Consignes:
• A. Recopiez fidèlement le passage du témoignage d'Élise Bouchard qui va de « Témoignage d’Élise Bouchard » jusqu'à « écrire ce texte. » inclus.
• B. Répondez aux questions suivantes en vous appuyant sur le témoignage d'Élise Bouchard.
(i) À combien d'heures de vie Élise Bouchard a-t-elle été opérée ?
(ii) Quel était l'âge médian de survie à l'époque ?
(iii) Combien d'enfants ses parents avaient-ils en tout ?

Texte fourni:
* * *
Témoignage d’Élise Bouchard
Terrebonne (Québec)
SVB 2013
Mon nom est Élise Bouchard, j’ai 33 ans et je suis atteinte de fibrose kystique. Le diagnostic a été prononcé dès ma naissance. J’ai été opérée à 30 heures de vie, car j’avais les intestins bloqués en raison d’une accumulation de méconium et de sécrétions alors que j’étais encore dans le ventre de ma mère. C’était à cause de la fibrose kystique. Je suis restée plusieurs mois à l’hôpital. Sans cette opération je ne serais pas là, aujourd’hui, pour écrire ce texte.
À l’époque, les médecins ont dit à mes parents que, vu la gravité de cette maladie, il ne fallait pas s’attendre à ce que je vive bien vieille, l’âge médian de survie étant alors d’à peine une dizaine d’années. Toutefois, selon eux, les médicaments permettraient de contrôler la situation. Je suis la dernière de quatre enfants; les médecins ont donc recommandé à mes parents de s’occuper de moi comme ils s’occupaient des autres enfants, mais en gardant à l’esprit que j’étais plus fragile au plan pulmonaire et digestif.
* * *
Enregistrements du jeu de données
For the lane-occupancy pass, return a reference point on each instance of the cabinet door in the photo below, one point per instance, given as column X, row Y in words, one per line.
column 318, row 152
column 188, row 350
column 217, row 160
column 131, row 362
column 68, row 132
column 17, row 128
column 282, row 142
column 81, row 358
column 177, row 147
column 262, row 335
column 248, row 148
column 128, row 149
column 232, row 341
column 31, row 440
* * *
Réponses:
• A.
Témoignage d’Élise Bouchard
Terrebonne (Québec)
SVB 2013
Mon nom est Élise Bouchard, j’ai 33 ans et je suis atteinte de fibrose kystique. Le diagnostic a été prononcé dès ma naissance. J’ai été opérée à 30 heures de vie, car j’avais les intestins bloqués en raison d’une accumulation de méconium et de sécrétions alors que j’étais encore dans le ventre de ma mère. C’était à cause de la fibrose kystique. Je suis restée plusieurs mois à l’hôpital. Sans cette opération je ne serais pas là, aujourd’hui, pour écrire ce texte.

• B.
(i) À 30 heures de vie.
(ii) À peine une dizaine d'années.
(iii) Quatre enfants.